| THE TASKS |
A: Summarize the movie-night passage below in two sentences.
B: Carry on the movie-night passage below from its last line, writing a few more paragraphs in the same voice.

| SUPPLIED PASSAGE |
My husband and I tend to have somewhat dichotomous tastes in film, and thus – after fifteen years and a learning curve – we instead take turns picking which film we will watch together after the children are asleep.

It is my turn, clearly, and though it may seem cruel, I am about to be blissfully happy for the next 107 minutes.

The screen lights up with the first still; then the film commences with a slow-motion sequence of dogs and Feds, raiding a house.

“What IS this?” he asks wonderingly, probably given that my taste in film does not typically include federal agents and firearms.

“Just wait for it.”

It takes until the scene in the courtroom for it to click for him, and then he groans theatrically.

“Oh, God, not this AGAIN!”

“Oh, yes,” I reply. “Hackers.”

| STORED ROWS |

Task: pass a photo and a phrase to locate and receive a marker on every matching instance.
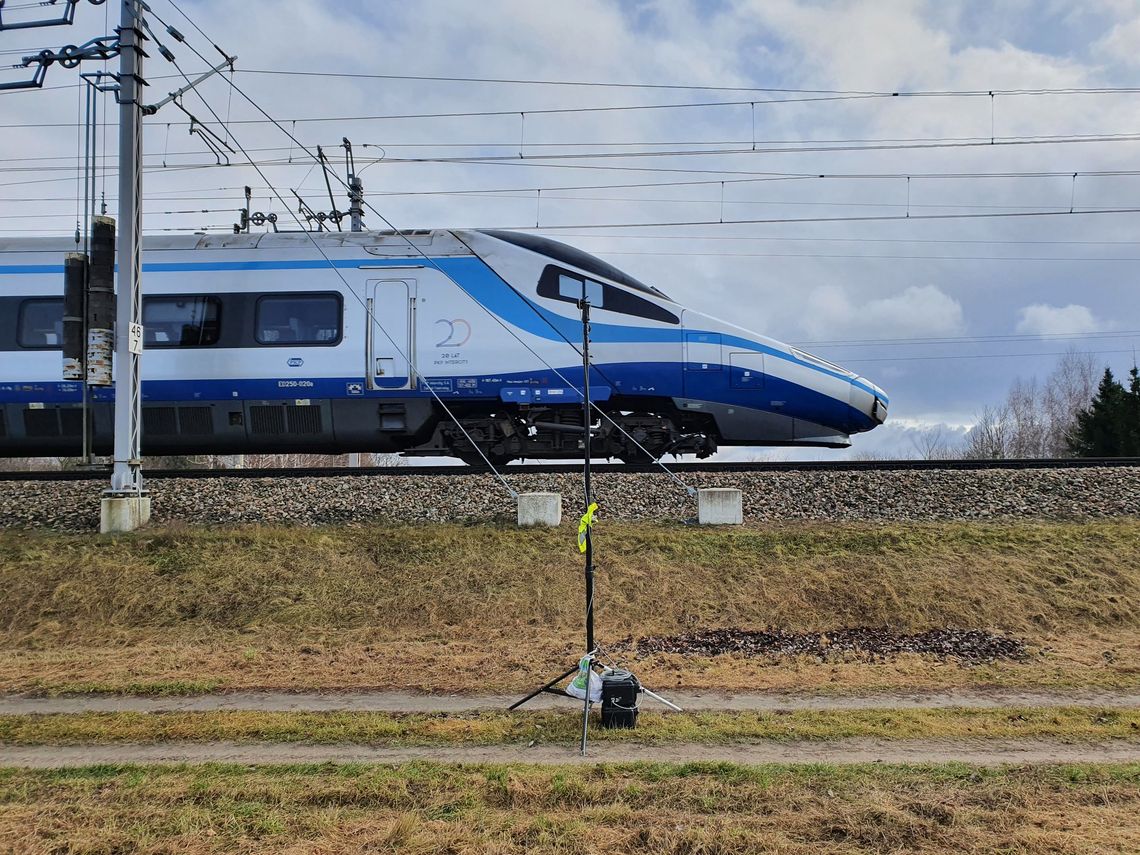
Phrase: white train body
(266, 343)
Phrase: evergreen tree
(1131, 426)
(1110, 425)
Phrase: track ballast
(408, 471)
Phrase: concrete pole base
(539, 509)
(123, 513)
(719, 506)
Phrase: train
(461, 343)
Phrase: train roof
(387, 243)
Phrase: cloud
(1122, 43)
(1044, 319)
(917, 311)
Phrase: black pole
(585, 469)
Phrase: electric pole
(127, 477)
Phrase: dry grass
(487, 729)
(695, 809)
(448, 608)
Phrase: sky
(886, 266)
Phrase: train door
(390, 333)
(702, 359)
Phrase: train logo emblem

| RESULTS BY TASK |
A: The narrator and their husband have differing tastes in film, so they take turns choosing what to watch together after the children are asleep. On the narrator's turn, the film opens with a slow-motion raid by dogs and federal agents, and at the courtroom scene the husband recognizes it as Hackers and groans at having to see it again.

B:
###

It’s a rite of passage, I think, discovering Hackers. For me, it was my freshman year of college; it was in the basement apartment of someone special; and it included a completely unrelated descent into more BDSM than I had thought to anticipate. While that is a different story for a different day, it remains the fact that I now have strange and significant and scintillating sense memories associated with Johnny Lee Miller and Angelica Jolie as high school students, aching to bone and saving the world. And that, if you ask me, is exactly the tone for which this film was going.

There is a lot to love about Hackers.

First of all, it’s a redemption story. Zero Cool/Crash Override suffers forced digital abstinence for an entire decade before ascending like a phoenix to reclaim the terrain, battle the villain, and even ride off with the girl into the sunset at the end. He was sullied, marked as a federal criminal; he was an “other.” And, as all “others” intimately understand, there is no greater feeling of absolution than rising above everything that has always struggled to drag you back down.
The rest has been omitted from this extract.